• _Supplied material_
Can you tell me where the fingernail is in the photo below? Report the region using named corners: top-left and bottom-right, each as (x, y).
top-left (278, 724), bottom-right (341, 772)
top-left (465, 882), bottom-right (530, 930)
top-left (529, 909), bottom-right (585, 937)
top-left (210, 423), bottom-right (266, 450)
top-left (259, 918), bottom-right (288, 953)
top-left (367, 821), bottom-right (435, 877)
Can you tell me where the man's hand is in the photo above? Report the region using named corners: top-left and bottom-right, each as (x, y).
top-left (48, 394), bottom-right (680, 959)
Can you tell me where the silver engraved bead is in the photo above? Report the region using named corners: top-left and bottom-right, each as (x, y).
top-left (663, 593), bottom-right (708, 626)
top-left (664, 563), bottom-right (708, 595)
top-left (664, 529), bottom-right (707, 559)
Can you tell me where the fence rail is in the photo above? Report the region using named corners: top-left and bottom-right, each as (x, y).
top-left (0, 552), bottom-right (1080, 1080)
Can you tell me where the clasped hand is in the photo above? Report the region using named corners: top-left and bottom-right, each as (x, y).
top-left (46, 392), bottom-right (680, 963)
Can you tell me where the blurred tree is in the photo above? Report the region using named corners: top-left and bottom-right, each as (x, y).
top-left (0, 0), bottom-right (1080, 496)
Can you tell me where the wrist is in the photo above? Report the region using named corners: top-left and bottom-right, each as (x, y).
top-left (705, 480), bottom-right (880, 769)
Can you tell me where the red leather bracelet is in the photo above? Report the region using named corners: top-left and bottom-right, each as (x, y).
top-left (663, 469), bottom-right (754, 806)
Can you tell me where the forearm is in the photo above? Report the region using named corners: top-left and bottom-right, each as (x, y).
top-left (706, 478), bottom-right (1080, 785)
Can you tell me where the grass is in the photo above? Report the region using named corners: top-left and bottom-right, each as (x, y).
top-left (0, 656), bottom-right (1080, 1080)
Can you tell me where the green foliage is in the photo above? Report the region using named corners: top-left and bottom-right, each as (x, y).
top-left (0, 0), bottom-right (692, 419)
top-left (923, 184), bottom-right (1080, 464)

• _The request_
Take everything in the material from the line containing "Can you tell me where the fence" down to the line containing "top-left (46, 392), bottom-right (680, 963)" and write it out again, swapping "clasped hand" for "folded hand" and leaving the rest the same.

• _Written solution_
Can you tell me where the fence rail is in the photo above? Report the region using named corners: top-left and bottom-right, each as (x, y).
top-left (0, 552), bottom-right (1080, 1080)
Can you tell me where the folded hand is in the photo above? Report the region using named corners: top-left and bottom-right, each as (x, y).
top-left (46, 392), bottom-right (680, 963)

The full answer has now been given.